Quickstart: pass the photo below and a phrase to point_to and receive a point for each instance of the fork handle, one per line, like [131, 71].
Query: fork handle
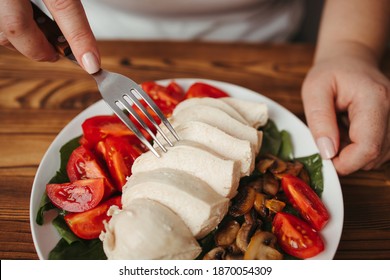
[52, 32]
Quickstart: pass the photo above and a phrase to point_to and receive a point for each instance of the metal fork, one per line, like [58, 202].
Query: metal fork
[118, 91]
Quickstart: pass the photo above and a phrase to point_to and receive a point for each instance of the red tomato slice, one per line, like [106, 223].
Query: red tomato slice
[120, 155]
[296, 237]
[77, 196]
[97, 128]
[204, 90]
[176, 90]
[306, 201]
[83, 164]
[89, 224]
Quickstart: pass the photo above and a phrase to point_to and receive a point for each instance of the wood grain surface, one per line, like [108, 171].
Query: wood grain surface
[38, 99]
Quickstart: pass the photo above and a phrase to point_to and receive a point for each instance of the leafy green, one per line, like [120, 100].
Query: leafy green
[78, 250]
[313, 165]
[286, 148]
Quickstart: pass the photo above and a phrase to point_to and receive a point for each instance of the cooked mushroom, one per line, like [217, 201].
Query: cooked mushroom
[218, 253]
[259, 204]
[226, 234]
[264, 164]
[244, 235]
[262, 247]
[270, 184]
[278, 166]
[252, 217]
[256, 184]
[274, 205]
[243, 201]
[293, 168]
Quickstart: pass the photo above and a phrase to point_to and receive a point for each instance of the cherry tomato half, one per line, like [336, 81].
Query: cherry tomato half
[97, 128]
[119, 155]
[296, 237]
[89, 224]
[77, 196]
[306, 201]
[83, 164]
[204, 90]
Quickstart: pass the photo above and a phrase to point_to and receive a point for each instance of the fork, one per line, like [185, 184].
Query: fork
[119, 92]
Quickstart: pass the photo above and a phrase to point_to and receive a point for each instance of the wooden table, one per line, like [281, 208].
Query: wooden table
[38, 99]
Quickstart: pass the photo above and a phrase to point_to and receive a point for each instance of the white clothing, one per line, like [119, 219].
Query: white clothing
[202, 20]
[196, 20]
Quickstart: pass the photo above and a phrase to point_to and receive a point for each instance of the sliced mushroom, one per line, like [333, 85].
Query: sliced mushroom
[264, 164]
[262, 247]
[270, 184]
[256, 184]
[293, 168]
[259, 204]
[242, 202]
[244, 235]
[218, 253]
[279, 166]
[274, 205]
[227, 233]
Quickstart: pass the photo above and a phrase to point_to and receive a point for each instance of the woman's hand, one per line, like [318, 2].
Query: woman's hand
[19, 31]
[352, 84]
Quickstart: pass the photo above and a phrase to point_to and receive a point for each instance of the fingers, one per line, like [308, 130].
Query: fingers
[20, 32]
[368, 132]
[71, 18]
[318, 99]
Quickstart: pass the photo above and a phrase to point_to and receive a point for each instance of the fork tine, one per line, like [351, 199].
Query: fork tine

+--

■ **What you should do**:
Lines containing the word "tine" must all be returned from the material above.

■ **Reply to the exercise**:
Quickstart: pass the photo above and a phrase to point_to and receive a point for each instance of the fork tine, one per line, like [351, 199].
Query: fork tine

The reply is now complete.